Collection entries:
------------------------------------
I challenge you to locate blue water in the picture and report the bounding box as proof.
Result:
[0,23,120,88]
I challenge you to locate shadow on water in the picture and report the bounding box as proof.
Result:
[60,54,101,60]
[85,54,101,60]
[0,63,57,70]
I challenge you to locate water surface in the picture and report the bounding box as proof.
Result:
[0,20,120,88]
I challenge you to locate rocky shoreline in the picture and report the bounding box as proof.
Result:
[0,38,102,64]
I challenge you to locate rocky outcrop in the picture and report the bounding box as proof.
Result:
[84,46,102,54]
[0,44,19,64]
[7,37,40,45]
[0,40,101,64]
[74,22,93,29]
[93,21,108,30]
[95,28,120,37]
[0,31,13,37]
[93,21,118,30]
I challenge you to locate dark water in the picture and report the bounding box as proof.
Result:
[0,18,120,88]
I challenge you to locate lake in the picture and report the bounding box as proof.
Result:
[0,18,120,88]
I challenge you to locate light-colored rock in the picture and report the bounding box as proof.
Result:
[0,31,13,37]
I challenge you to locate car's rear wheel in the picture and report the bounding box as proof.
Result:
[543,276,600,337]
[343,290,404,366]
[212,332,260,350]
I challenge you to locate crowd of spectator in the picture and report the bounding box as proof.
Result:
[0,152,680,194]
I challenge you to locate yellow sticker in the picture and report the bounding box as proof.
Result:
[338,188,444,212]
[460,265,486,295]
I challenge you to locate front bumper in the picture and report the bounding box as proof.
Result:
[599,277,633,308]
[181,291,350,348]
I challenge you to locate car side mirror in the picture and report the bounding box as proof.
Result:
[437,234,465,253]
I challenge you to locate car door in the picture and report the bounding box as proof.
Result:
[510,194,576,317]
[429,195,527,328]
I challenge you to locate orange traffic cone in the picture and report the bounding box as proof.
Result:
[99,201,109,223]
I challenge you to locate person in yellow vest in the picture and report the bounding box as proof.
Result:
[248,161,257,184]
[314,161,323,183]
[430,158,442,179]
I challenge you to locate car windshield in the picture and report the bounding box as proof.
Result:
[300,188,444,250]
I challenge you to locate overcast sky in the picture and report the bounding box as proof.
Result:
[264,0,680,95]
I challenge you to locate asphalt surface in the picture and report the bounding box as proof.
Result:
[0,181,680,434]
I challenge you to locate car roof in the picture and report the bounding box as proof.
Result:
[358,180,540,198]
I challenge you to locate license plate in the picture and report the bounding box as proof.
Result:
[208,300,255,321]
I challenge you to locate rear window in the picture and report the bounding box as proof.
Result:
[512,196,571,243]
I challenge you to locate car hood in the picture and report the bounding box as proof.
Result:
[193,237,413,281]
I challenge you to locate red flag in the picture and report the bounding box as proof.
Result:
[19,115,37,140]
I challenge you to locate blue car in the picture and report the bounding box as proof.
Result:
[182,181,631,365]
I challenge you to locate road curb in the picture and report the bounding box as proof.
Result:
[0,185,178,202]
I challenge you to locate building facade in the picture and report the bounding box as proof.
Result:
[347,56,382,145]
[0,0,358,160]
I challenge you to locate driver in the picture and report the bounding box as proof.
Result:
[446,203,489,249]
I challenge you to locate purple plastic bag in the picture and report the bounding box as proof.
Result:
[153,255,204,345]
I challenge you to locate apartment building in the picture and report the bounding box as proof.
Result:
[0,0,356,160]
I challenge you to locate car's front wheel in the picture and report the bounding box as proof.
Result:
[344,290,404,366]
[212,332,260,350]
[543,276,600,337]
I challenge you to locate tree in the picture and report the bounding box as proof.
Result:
------------------------------------
Reproduce every line of the records above as a numbered list, leaving out any blank lines.

1. I challenge you to locate blue water in the picture and report the bounding box as proof.
2. Result:
3. [0,23,120,88]
4. I challenge you to locate shadow on water in the picture and report the bounding box as proof.
5. Result:
6. [60,54,101,60]
7. [85,54,101,60]
8. [0,63,57,70]
9. I challenge you to locate water surface in the picture and report the bounding box as proof.
10. Result:
11. [0,20,120,88]
12. I challenge you to locate rocky shoreline in the picture and report the bounding box as proof.
13. Result:
14. [0,38,102,64]
15. I challenge you to locate rocky outcrop in the picture and report the bounding box as proof.
16. Result:
17. [84,46,102,54]
18. [0,44,19,64]
19. [7,37,40,45]
20. [0,40,101,64]
21. [74,22,93,29]
22. [93,21,108,30]
23. [95,28,120,37]
24. [0,31,13,37]
25. [93,21,118,30]
26. I challenge you to locate dark water in the picture and report the bounding box as proof.
27. Result:
28. [0,18,120,88]
29. I challenge you to locate lake in the picture and report the bounding box as proof.
30. Result:
31. [0,18,120,88]
32. I challenge you to locate light-colored rock in the picture and report the bounding box as proof.
33. Result:
34. [0,31,13,37]
35. I challenge you to locate car's rear wheel in the picture and report the bounding box as proof.
36. Result:
37. [543,276,600,337]
38. [343,290,404,366]
39. [212,332,260,350]
40. I challenge you to locate crowd of spectator in the picture and report the bounding box as proof.
41. Result:
42. [0,152,680,194]
43. I challenge you to locate yellow sticker in the picture and report the bounding box as proof.
44. Result:
45. [338,188,444,212]
46. [460,265,486,295]
47. I challenge you to locate front bumper in the picture and report the bounding box as proof.
48. Result:
49. [599,277,633,308]
50. [181,291,350,348]
51. I challenge you to locate car side mirror in the picture and report the bounding box as proof.
52. Result:
53. [437,234,465,253]
54. I challenge you to locate car door in the picture and report the bounding box as proof.
55. Result:
56. [510,194,576,317]
57. [429,195,527,328]
58. I challenge you to locate orange traffic cone in the picture and report the bounding box as proof.
59. Result:
60. [99,201,109,223]
61. I challenge you to locate person in yellow vest in the picture and report the bounding box as proof.
62. Result:
63. [248,161,257,184]
64. [314,161,323,183]
65. [430,158,442,179]
66. I challenge you to locate car windshield in the picture and report the bounding box as proof.
67. Result:
68. [300,188,444,250]
69. I challenge you to locate overcast sky in the picture and report the bounding box as proof.
70. Result:
71. [264,0,680,95]
72. I challenge you to locate asphalt surface in the picture and report the bounding box as proof.
73. Result:
74. [0,181,680,434]
75. I challenge you to locate car roof in the picture and report the bounding box as proof.
76. Result:
77. [358,180,540,198]
78. I challenge you to locate license plate in the picture and report the bounding box as proof.
79. Result:
80. [208,300,255,321]
81. I challenge you to locate rear window in the picture and report the bounding box as proof.
82. Result:
83. [512,196,571,243]
84. I challenge you to locate car hood in the picture and report the bounding box as proof.
85. Result:
86. [193,237,413,281]
87. I challenge you to locate red flag in the picture and report the bounding box as proof.
88. Result:
89. [19,115,37,140]
90. I challenge you to locate blue car in the picture and report the bounding box as proof.
91. Result:
92. [182,181,631,365]
93. I challenge you to locate road curb in the picture and report the bounding box as proof.
94. Result:
95. [0,185,178,202]
96. I challenge you to locate building facade in the picture and report the bounding box as proof.
97. Result:
98. [347,56,382,145]
99. [0,0,358,160]
100. I challenge you to locate driver in the picture and report the bounding box as proof.
101. Result:
102. [446,203,489,249]
103. I challenge you to locate purple plastic bag in the picture and report the bounding box as proof.
104. Result:
105. [153,255,204,345]
106. I challenge you to locate apartment building in the picture and report the bounding box as proof.
107. Result:
108. [0,0,356,160]
109. I challenge you to locate car's front wheel in the picture and report the bounding box as proof.
110. Result:
111. [344,290,404,366]
112. [212,332,260,350]
113. [543,276,600,337]
114. I challenge you to locate tree in the picture and report the bounding box as proof.
115. Result:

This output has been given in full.